→ **Prompt**: Copy the material from its start up to and including the line containing "an outline is", swapping "simplified" for "simple" and keeping all else unchanged.

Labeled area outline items
--- Start ---
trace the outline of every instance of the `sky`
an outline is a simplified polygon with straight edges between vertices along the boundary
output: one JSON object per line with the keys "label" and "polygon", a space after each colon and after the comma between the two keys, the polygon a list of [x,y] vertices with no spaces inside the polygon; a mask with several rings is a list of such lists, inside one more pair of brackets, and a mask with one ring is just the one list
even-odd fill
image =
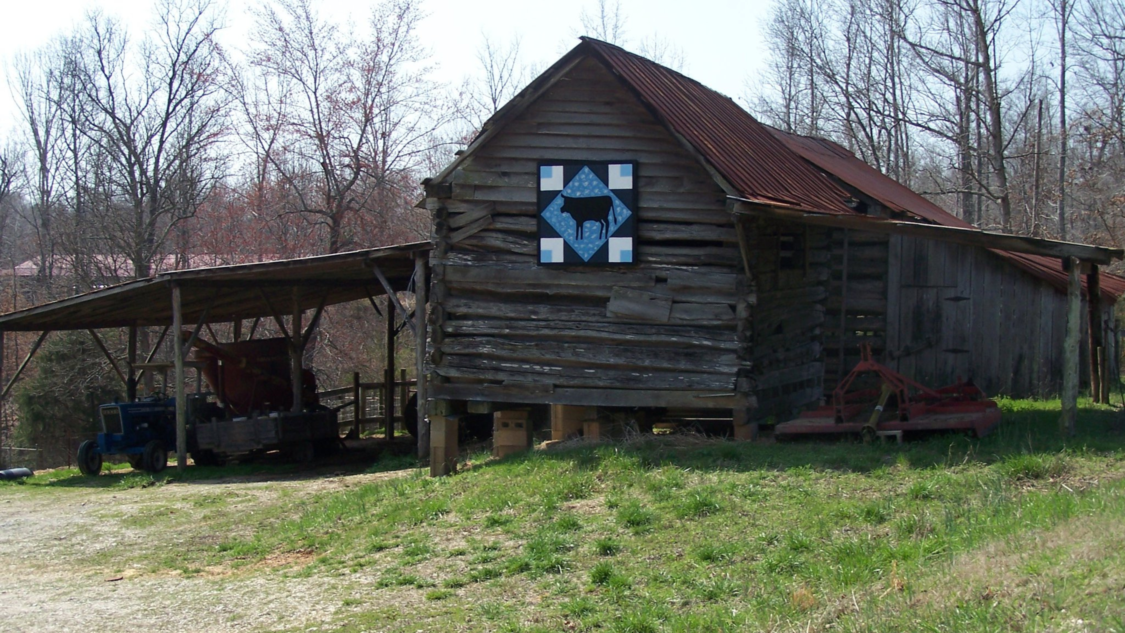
--- End ---
→ **Exercise output**:
trace the outline of every instance of the `sky`
an outline is a simple polygon with straight edges between vertices along the boundary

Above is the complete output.